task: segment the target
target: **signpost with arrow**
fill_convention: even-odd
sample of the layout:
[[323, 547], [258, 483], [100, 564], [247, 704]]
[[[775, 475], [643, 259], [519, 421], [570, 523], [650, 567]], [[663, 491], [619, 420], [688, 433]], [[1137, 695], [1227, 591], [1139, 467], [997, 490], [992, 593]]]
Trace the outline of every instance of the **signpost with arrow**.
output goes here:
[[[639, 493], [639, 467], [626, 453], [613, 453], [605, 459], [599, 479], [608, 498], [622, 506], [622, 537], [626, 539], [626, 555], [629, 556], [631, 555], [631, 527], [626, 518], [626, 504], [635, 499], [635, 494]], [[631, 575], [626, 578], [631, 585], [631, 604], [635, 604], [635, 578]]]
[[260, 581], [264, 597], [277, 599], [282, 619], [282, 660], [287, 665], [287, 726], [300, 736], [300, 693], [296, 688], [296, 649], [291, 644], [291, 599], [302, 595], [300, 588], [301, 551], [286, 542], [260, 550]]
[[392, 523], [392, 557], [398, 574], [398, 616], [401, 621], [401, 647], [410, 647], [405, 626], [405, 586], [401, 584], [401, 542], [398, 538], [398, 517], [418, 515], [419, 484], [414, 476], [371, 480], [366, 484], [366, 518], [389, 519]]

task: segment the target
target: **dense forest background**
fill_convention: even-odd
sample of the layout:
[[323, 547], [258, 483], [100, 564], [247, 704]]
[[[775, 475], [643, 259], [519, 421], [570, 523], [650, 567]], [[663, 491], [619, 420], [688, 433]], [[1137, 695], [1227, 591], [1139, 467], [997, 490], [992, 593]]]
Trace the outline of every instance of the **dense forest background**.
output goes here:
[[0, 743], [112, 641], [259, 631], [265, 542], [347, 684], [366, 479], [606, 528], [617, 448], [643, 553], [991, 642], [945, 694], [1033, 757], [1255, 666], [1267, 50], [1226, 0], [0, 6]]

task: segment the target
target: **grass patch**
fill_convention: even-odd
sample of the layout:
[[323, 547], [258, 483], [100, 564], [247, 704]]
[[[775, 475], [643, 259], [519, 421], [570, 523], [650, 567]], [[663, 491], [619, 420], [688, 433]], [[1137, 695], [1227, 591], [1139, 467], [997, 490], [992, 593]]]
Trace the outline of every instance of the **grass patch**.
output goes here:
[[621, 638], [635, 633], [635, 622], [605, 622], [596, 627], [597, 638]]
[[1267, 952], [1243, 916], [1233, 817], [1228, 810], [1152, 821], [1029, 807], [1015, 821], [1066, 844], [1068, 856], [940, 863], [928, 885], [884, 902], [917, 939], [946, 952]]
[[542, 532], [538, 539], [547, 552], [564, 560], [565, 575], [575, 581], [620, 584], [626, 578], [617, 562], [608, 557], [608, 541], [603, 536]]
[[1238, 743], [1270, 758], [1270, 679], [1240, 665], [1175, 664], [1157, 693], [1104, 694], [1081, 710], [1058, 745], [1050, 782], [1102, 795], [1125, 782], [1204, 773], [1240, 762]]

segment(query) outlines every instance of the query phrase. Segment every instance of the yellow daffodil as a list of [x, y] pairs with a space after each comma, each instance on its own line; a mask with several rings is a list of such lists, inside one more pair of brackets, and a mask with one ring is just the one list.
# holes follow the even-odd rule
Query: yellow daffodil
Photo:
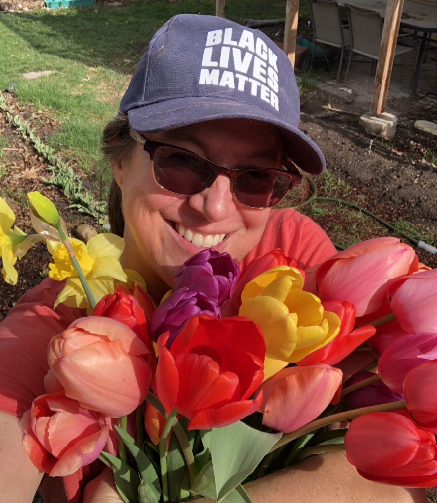
[[[68, 240], [96, 302], [104, 295], [114, 293], [114, 279], [126, 281], [127, 277], [119, 262], [124, 246], [122, 238], [105, 233], [92, 237], [86, 244], [73, 238]], [[49, 276], [58, 281], [67, 280], [54, 308], [59, 302], [71, 307], [88, 307], [84, 291], [65, 245], [48, 241], [47, 248], [53, 260], [53, 263], [49, 264]]]
[[266, 379], [322, 348], [339, 332], [338, 317], [304, 291], [304, 282], [297, 269], [281, 266], [257, 276], [241, 293], [239, 314], [257, 323], [264, 336]]
[[11, 285], [16, 284], [18, 280], [18, 273], [14, 267], [17, 259], [14, 254], [26, 235], [17, 227], [11, 229], [15, 221], [14, 212], [0, 197], [0, 256], [3, 261], [2, 274], [5, 281]]

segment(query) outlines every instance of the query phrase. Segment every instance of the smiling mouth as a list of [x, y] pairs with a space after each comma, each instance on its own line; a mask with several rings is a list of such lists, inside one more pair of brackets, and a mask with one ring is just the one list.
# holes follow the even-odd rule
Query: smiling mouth
[[225, 234], [200, 234], [190, 227], [184, 227], [180, 223], [175, 223], [173, 227], [181, 237], [193, 243], [195, 246], [203, 246], [204, 248], [217, 246], [226, 237]]

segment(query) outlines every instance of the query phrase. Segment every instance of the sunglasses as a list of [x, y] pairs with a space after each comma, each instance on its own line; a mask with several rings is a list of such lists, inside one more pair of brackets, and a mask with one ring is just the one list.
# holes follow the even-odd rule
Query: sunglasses
[[[224, 167], [185, 148], [150, 141], [133, 129], [130, 134], [150, 155], [155, 181], [173, 194], [199, 194], [210, 187], [219, 175], [224, 174], [231, 179], [231, 190], [239, 203], [249, 208], [269, 208], [302, 180], [299, 173], [282, 170]], [[291, 161], [284, 164], [286, 168], [291, 167]]]

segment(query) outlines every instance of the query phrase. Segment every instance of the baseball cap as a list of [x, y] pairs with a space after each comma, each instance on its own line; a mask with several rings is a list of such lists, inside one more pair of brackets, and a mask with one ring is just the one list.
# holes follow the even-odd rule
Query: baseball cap
[[293, 67], [261, 32], [214, 16], [180, 14], [153, 35], [121, 100], [120, 111], [141, 133], [220, 119], [277, 126], [290, 159], [316, 175], [323, 155], [298, 129]]

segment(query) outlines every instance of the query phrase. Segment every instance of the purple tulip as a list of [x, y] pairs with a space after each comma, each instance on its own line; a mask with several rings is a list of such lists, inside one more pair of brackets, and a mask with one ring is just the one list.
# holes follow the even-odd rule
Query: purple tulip
[[230, 255], [206, 248], [185, 262], [173, 278], [173, 288], [200, 292], [222, 307], [232, 294], [238, 274], [238, 265]]
[[[372, 372], [359, 372], [349, 377], [344, 383], [343, 387], [374, 375]], [[382, 381], [377, 381], [347, 393], [342, 399], [351, 408], [358, 408], [380, 403], [397, 402], [402, 399], [402, 395], [392, 391]]]
[[194, 292], [187, 288], [175, 290], [159, 304], [152, 315], [152, 338], [156, 341], [161, 333], [169, 330], [169, 346], [185, 322], [195, 314], [210, 314], [220, 318], [221, 312], [215, 302], [200, 292]]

** Exercise task **
Move every answer outline by adding 126 to each coordinate. Then rewrite only the rows starting at the very first line and ending with the line that contains "518], [389, 519]]", both included, requests and all.

** Solved exercise **
task: segment the target
target: **signpost with arrow**
fill_convention: even-odd
sample of the layout:
[[323, 547], [258, 483], [100, 564], [247, 704]]
[[[775, 475], [643, 259], [519, 421], [570, 523], [650, 567]], [[663, 491], [619, 420], [688, 433]], [[1137, 695], [1227, 591], [1139, 467], [997, 490], [992, 593]]]
Trace the outline of every instance of the **signpost with arrow**.
output goes here:
[[[765, 619], [765, 593], [752, 579], [739, 579], [731, 585], [725, 605], [734, 624], [748, 632], [748, 663], [752, 665], [752, 681], [755, 682], [757, 681], [757, 653], [752, 644], [752, 630], [761, 625], [761, 620]], [[757, 701], [752, 704], [757, 711], [757, 730], [761, 730], [761, 704]]]
[[386, 707], [390, 723], [403, 725], [408, 745], [408, 786], [413, 791], [413, 852], [426, 862], [426, 819], [422, 814], [422, 775], [417, 770], [417, 725], [428, 721], [426, 714], [427, 677], [412, 668], [386, 676]]
[[518, 649], [518, 683], [524, 700], [524, 742], [527, 747], [527, 773], [536, 773], [531, 752], [531, 712], [527, 710], [527, 668], [524, 664], [524, 643], [544, 641], [545, 610], [540, 602], [497, 606], [492, 610], [492, 644], [515, 645]]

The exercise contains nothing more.